§ **Task requirements**
Copy the following rows verbatim, with nothing changed.
* Begin Supplied data *
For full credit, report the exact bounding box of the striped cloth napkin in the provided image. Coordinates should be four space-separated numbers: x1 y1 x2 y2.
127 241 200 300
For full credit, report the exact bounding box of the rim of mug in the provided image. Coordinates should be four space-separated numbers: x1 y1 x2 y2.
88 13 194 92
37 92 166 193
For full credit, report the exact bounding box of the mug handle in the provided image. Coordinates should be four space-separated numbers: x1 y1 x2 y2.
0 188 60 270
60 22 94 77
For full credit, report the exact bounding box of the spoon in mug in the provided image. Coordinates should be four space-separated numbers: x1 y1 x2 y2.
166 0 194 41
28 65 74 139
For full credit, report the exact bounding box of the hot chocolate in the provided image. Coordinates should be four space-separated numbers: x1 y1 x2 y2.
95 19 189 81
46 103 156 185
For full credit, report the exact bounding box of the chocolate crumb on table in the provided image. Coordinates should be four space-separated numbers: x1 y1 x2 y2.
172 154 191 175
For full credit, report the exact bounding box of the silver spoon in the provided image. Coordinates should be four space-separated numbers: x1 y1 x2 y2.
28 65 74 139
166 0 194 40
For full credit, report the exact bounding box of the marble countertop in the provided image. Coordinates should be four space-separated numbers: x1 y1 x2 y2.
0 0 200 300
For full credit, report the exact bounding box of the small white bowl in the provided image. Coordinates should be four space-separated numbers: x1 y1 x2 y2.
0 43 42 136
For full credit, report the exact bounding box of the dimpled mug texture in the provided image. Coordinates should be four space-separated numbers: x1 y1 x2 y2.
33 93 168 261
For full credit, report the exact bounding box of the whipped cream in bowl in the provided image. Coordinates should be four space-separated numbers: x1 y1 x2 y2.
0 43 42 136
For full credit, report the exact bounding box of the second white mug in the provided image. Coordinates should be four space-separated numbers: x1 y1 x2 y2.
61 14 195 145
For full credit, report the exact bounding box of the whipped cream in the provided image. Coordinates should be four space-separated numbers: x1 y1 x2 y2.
* End Supplied data *
§ **Response to this exercise**
For full credit, report the exact bounding box of the striped cloth napkin in the provided image. Coordinates should be four space-separated numbers: x1 y1 x2 y2.
127 241 200 300
For full credit, report the exact bounding box of the rim of mug in the provided image. Coordinates should be four space-separated numbers: x1 y1 x2 y2.
88 13 194 92
37 92 166 193
For full credit, report the exact bounding box of the mug handle in the provided image. Coordinates should be four space-separated numbers: x1 y1 x2 y2.
0 188 60 270
60 22 94 77
For full credit, report the exact bounding box of the spoon in mug in the provided image. Coordinates should be four space-separated numbers: x1 y1 x2 y2.
166 0 194 41
28 65 74 139
For full credit, report the exact bounding box of the hot chocolate in the provided image. Coordinates should be four space-separated numbers: x1 y1 x2 y2.
95 19 189 81
46 103 156 185
For full credit, report the exact bounding box of the chocolate crumb on table in the provided image. Coordinates should be four space-separated numbers: x1 y1 x2 y2.
172 154 191 175
For full credit, report the exact bounding box of the silver spoon in the provided image. Coordinates should be four space-separated numbers: x1 y1 x2 y2.
28 65 74 139
166 0 194 40
For full credit, report the exact bounding box of the marble countertop in the provided image. Coordinates should be four space-separated numbers: x1 y1 x2 y2.
0 0 200 300
For full credit, report the exact bounding box of the small white bowl in the provided image. Coordinates should be four space-separated numbers: x1 y1 x2 y2.
0 43 42 136
For full credit, report the exact bounding box of the dimpled mug texture in the provided image. Coordinates should be four space-separated numbers: x1 y1 x2 y2.
33 93 168 261
For full credit, report the exact bounding box of the whipped cream in bowl in the provided image. Coordinates should be four space-separated numbers: x1 y1 x2 y2.
0 43 42 136
For full credit, report the exact bounding box of the second white mug in the provided image. Coordinates should be four space-separated numbers: x1 y1 x2 y2.
61 14 195 145
For full credit, report the exact bounding box of the whipped cream in the provided image. Coordinates should be four space-separated numbers: x1 y1 x2 y2.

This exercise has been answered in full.